= Your objective =
Rewrite every item below, swapping each occurrence of "one marker per instance" for "one point per instance" and leaving all other text unchanged.

#### Records ####

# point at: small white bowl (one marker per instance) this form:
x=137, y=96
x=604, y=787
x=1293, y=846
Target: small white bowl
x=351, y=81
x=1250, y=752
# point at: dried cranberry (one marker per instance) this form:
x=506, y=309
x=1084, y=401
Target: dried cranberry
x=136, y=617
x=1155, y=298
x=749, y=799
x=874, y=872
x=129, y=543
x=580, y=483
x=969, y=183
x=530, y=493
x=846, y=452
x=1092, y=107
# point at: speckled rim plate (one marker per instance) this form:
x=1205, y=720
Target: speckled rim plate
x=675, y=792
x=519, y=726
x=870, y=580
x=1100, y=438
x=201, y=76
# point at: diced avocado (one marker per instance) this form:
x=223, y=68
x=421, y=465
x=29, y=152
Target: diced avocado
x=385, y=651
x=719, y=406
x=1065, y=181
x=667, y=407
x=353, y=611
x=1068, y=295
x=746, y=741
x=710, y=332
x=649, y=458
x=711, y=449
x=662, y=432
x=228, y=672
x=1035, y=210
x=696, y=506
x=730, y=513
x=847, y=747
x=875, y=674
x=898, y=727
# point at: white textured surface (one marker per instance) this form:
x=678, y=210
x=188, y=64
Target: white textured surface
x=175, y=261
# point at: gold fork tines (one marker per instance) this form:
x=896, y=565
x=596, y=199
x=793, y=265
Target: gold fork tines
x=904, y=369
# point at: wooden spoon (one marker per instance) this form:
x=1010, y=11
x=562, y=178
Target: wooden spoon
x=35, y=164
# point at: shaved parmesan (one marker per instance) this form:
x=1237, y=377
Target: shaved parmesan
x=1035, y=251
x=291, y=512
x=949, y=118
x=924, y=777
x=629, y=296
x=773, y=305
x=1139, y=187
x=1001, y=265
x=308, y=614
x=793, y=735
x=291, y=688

####

= Output below =
# point at: small white bowl (one point per instance) this form:
x=137, y=96
x=604, y=787
x=1293, y=846
Target: small white bowl
x=351, y=81
x=1250, y=752
# point at: dried cranberry (one point per instance) this form:
x=506, y=309
x=1084, y=401
Target: dried cranberry
x=136, y=617
x=1155, y=298
x=749, y=799
x=874, y=872
x=129, y=543
x=580, y=483
x=969, y=183
x=530, y=493
x=846, y=452
x=1092, y=107
# point at: speckled rim plate (one point per instance) this form:
x=1205, y=720
Target: speckled rim plate
x=675, y=792
x=519, y=726
x=870, y=580
x=1100, y=438
x=201, y=76
# point at: diced avocado (one point per instance) this form:
x=223, y=68
x=421, y=465
x=29, y=152
Target: diced avocado
x=385, y=651
x=719, y=406
x=1065, y=181
x=667, y=407
x=353, y=611
x=1068, y=295
x=746, y=741
x=710, y=332
x=649, y=458
x=711, y=449
x=662, y=432
x=228, y=672
x=1035, y=210
x=696, y=506
x=730, y=513
x=847, y=747
x=875, y=674
x=898, y=727
# point at: white textured surface (one point per instance) this form:
x=678, y=210
x=188, y=64
Target: white textured surface
x=175, y=261
# point at: gold fork tines (one point per instance) this form:
x=896, y=565
x=596, y=199
x=793, y=265
Target: gold fork tines
x=904, y=369
# point at: wooden spoon (one point per instance) this form:
x=1010, y=11
x=562, y=178
Target: wooden spoon
x=35, y=164
# point at: shaved parmesan (one point per instance) this form:
x=1237, y=377
Target: shaved parmesan
x=1035, y=251
x=291, y=512
x=949, y=118
x=924, y=777
x=629, y=296
x=773, y=305
x=1139, y=187
x=1001, y=265
x=308, y=614
x=793, y=735
x=291, y=688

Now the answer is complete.